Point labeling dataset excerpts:
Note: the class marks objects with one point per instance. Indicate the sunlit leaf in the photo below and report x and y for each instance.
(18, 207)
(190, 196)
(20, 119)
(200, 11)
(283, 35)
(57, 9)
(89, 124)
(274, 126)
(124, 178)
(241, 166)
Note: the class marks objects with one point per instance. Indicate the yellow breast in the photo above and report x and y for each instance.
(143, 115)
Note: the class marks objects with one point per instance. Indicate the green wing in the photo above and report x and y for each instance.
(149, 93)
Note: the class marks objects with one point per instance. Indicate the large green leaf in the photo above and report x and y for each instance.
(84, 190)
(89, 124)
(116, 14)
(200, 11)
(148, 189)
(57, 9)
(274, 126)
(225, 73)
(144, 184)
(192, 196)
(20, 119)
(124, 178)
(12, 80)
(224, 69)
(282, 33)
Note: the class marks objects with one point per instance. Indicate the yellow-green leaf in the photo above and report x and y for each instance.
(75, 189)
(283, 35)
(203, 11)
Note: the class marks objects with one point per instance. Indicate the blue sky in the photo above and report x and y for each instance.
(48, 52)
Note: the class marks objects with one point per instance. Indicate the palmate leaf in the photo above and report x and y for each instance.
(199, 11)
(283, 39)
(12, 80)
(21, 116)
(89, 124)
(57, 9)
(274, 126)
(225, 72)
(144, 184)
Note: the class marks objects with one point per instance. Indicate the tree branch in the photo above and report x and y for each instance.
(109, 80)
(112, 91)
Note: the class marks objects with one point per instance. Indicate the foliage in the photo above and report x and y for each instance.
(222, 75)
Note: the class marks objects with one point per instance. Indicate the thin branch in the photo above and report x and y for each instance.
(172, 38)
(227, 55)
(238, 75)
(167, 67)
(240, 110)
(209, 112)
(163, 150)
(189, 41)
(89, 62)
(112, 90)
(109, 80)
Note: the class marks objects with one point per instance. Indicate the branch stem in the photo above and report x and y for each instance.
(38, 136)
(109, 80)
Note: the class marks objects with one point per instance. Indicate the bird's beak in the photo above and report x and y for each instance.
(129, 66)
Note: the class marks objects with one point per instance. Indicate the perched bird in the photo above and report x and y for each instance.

Problem requirements: Please reproduce the lines of the items above word for word, starting at the line that contains "Indicate the palmate" and ending at the end of the items, with both ends included.

In response:
Note: the class marks objects with one point per instance. Indicate the palmate leaf in the photo above and report x and y for each instance.
(199, 11)
(283, 39)
(12, 80)
(21, 116)
(89, 124)
(57, 9)
(274, 126)
(225, 72)
(144, 184)
Note: the class marks objects with one point per instance. Indicate the tree branch in the photo above and report x and y for each instance.
(109, 80)
(112, 91)
Note: the class marks objects with one point per instance. Indicate the foliage in the photo above and report x and y for each instance.
(222, 75)
Note: the class marks objects with one point per instance. Indicate the thin branch in the photo above and report x and y for each instance.
(172, 38)
(227, 55)
(238, 75)
(167, 67)
(240, 110)
(209, 112)
(163, 150)
(189, 41)
(89, 62)
(112, 90)
(109, 80)
Note: the class marks objects with one point per instance. Indicate the branch stem in the photo above and report x and y for each instance.
(38, 136)
(109, 80)
Note: the class marks objects with one point per instance. Indicate the bird's beak in the photo above and report x and y for each instance.
(129, 66)
Note: the class marks objects with one point per instance. Indicate the perched bird in the photo above and report x and y for each instance.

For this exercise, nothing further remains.